# [ФРАГМЕНТ ДОКУМЕНТА]
Итак, после своего последнего присутствия в Академической канцелярии Ломоносов 1 марта посетил гимназию, присмотреть, как устроился его племянник. Тогда же, в начале марта, он получил письмо от обер‑секретаря Адмиралтейской коллегии с сообщением, что в Колу для экспедиции В. Я. Чичагова решено послать модель какого‑то особенного «вентилатора». Прямо на письме Ломоносов написал, что затеянное надо перенести на следующий год, ибо изготовить модель быстро не удастся, и еще вопрос, будет ли от нее толк. Наконец, 4 марта он в самый последний раз отлучился из дома — в Адмиралтейскую коллегию на окончательное утверждение его «Примерной инструкции морским командующим офицерам, отправляющимся к поисканию пути на Восток северным Сибирским океаном». В тот же день он заболел и слег. «Лом в ногах» усугубился простудой.

Жить оставалось ровно месяц. Миша Головин готовился к очередным урокам, Чичагов с «морскими командующими офицерами» снаряжался в намеченный поход, Красильников и Попов собирались начать обучение штурманов и подштурманов, Миллер думал о предстоящем отъезде в Москву, Тауберт, как всегда, ждал новых ломоносовских обвинений, а сам Ломоносов… Он готовился к тому, чтобы опрятно и достойно исполнить свои последние обязанности. Примерно после 7 марта он начал диктовать прошение в Сенат, в котором предлагал передать «мозаичное дело» своему шурину Ивану Андреевичу Цильху и мастеру‑мозаичисту Матвею Васильевичу Васильеву: «Ежели Божескою судьбою от настоящей болезни жизнь моя пресечется, то приношу оному высокому Сенату всенижайшее прошение о нижеследующем…»

# [ПО ДАННЫМ ТЕКСТА]
A. Ответьте на вопросы по фрагменту о Ломоносове, каждый ответ пометьте тем же номером:
(i) Что Ломоносов посетил 1 марта?
(ii) Куда и для чьей экспедиции решили послать модель «вентилатора»?
(iii) Кому Ломоносов предлагал передать «мозаичное дело»?
B. Перескажите в виде краткого списка абзац фрагмента о Ломоносове, который начинается словами «Итак, после своего последнего присутствия». Сохраните основные факты.
C. Продолжите фрагмент о Ломоносове, начав сразу после его последнего предложения.

# [ПРИВЕДЁННЫЕ СТРОКИ]

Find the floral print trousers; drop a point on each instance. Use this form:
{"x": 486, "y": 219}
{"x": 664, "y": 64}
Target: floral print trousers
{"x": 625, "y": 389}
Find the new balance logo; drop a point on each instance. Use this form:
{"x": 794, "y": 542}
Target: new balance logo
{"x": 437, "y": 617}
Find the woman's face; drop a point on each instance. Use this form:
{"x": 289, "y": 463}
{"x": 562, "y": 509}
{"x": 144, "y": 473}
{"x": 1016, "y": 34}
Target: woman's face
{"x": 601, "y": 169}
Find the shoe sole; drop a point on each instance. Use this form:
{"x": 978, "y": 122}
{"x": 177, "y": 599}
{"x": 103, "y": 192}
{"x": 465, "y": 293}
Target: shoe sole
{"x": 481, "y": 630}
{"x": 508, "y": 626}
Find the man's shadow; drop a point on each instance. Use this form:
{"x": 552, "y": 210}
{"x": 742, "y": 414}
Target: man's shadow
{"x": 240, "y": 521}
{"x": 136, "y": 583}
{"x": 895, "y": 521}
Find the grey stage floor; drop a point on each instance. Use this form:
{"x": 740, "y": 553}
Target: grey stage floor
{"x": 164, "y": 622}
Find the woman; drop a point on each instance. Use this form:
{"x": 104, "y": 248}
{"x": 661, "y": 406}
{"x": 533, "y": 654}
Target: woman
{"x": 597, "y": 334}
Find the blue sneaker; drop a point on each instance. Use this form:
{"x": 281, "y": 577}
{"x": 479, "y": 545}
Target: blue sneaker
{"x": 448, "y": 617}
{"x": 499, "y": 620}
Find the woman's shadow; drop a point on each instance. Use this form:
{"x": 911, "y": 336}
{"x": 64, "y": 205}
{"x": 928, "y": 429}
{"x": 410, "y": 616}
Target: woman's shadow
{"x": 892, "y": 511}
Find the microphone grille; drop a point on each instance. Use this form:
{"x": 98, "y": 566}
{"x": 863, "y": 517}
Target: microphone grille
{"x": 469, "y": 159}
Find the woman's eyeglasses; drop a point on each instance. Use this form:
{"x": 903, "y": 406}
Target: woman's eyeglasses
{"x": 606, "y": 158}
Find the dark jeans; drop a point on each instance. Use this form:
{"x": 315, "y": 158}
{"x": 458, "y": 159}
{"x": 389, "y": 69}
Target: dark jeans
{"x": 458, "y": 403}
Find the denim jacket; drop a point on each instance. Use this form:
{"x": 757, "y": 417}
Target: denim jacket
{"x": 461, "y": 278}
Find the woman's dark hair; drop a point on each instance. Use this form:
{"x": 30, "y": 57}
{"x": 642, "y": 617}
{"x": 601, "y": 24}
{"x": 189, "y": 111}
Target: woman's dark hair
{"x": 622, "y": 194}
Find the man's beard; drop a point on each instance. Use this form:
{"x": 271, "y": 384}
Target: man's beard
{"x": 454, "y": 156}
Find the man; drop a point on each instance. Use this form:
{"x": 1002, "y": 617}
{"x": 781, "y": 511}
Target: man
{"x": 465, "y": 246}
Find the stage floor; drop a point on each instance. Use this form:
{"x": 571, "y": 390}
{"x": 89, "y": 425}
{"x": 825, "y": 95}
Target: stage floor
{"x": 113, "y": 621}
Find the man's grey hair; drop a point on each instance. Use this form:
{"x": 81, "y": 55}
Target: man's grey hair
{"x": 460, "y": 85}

# [ОТВЕТЫ ПО НОМЕРАМ]
A.
(i) Гимназию, чтобы присмотреть, как устроился его племянник.
(ii) В Колу, для экспедиции В. Я. Чичагова.
(iii) Своему шурину Ивану Андреевичу Цильху и мастеру‑мозаичисту Матвею Васильевичу Васильеву.

B.
- 1 марта Ломоносов посетил гимназию, чтобы присмотреть, как устроился его племянник.
- В начале марта обер‑секретарь Адмиралтейской коллегии сообщил ему письмом, что в Колу для экспедиции В. Я. Чичагова решено послать модель особенного «вентилатора».
- Прямо на письме Ломоносов ответил, что дело надо перенести на следующий год. Быстро изготовить модель не удастся, и неясно, будет ли от неё толк.
- 4 марта он в последний раз выехал из дома. Он отправился в Адмиралтейскую коллегию на окончательное утверждение своей «Примерной инструкции морским командующим офицерам…».
- В тот же день он заболел и слег: «лом в ногах» усугубился простудой.

C.
Жизнь пресеклась 4 апреля. В пятом часу пополудни он попрощался с женой, дочерью и другими людьми, случившимися на ту пору рядом с ним. В пять часов его не стало.

Когда во дворце известились о смерти Ломоносова, десятилетний наследник, будущий император Павел I сказал:

«Что о дураке жалеть, казну только разоряя и ничего не сделал».

Через четыре дня «при огромном стечении народа» (как писал Тауберт в Москву Миллеру) Ломоносова хоронили на Лазаревском кладбище Александро‑Невской лавры. Шедший в траурной процессии рядом со Штелином Сумароков бросил: «Угомонился дурак и не может более шуметь!» На что услышал от соседа: «Не советовал бы я вам сказать ему это при жизни».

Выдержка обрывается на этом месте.